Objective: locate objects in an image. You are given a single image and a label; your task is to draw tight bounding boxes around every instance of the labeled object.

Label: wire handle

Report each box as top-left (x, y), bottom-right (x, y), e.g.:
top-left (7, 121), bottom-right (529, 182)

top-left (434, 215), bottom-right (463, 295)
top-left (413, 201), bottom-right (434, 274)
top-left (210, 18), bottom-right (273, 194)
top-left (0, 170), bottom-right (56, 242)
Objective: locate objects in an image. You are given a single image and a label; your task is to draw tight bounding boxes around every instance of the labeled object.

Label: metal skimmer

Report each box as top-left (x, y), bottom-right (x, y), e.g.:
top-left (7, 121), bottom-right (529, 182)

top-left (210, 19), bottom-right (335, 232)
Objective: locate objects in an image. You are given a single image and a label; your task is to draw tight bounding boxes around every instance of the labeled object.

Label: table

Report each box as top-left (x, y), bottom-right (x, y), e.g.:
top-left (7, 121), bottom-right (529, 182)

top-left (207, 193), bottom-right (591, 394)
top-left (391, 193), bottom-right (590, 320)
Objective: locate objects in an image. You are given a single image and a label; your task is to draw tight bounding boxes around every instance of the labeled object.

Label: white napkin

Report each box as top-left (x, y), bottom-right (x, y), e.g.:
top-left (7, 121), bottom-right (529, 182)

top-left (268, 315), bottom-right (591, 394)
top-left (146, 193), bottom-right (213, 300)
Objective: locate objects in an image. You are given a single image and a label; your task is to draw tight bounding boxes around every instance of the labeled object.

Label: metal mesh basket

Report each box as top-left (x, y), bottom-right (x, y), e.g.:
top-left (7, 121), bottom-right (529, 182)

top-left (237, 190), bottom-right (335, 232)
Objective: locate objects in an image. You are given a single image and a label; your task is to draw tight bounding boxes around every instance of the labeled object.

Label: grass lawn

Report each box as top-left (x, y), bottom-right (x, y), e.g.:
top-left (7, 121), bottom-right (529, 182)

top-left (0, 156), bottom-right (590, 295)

* * * * * * *

*Goal*
Reproduce the data, keeping every line exactly the same.

*Result for this task*
Objective: locate objects in an image. You are given a single image and a label; your task is to draw tight bounding boxes around every instance of the labeled object.

Label: wire handle

Report each box as top-left (x, y), bottom-right (x, y), e.g.:
top-left (7, 121), bottom-right (529, 182)

top-left (434, 215), bottom-right (463, 295)
top-left (413, 201), bottom-right (434, 274)
top-left (210, 18), bottom-right (273, 194)
top-left (0, 170), bottom-right (56, 242)
Objective: locate objects in an image. You are given a single image and a label; your task is to draw tight bounding boxes around every instance of the labeled object.

Label: metal skimmer

Report each box as top-left (x, y), bottom-right (x, y), e.g.:
top-left (7, 121), bottom-right (529, 182)

top-left (210, 19), bottom-right (335, 232)
Objective: locate objects in an image. You are given a single image and a label; your task is to draw tight bounding boxes around every instance of the labeled object.

Label: table

Report each box as top-left (x, y), bottom-right (x, y), e.g.:
top-left (7, 121), bottom-right (529, 182)

top-left (207, 193), bottom-right (591, 394)
top-left (391, 193), bottom-right (590, 320)
Objective: locate objects in an image. You are given a single image and a label; your task is to draw tight bounding boxes around every instance of the labeled object.

Label: white napkin

Report each box as top-left (x, y), bottom-right (x, y), e.g.:
top-left (7, 121), bottom-right (529, 182)

top-left (268, 315), bottom-right (591, 394)
top-left (146, 193), bottom-right (213, 300)
Objective: locate objects in an image. You are given a single image and a label; your task is to draw tight bounding boxes around every instance of the labeled object.

Label: metal mesh basket

Report each box as top-left (x, y), bottom-right (x, y), e.g.:
top-left (7, 121), bottom-right (529, 182)

top-left (237, 190), bottom-right (335, 232)
Objective: locate objects in an image. You are given a single image and a label; your task is to draw tight bounding boxes around every instance of the labeled object.

Label: grass lawn

Report each box as top-left (x, y), bottom-right (x, y), e.g.:
top-left (7, 121), bottom-right (529, 182)

top-left (0, 156), bottom-right (590, 295)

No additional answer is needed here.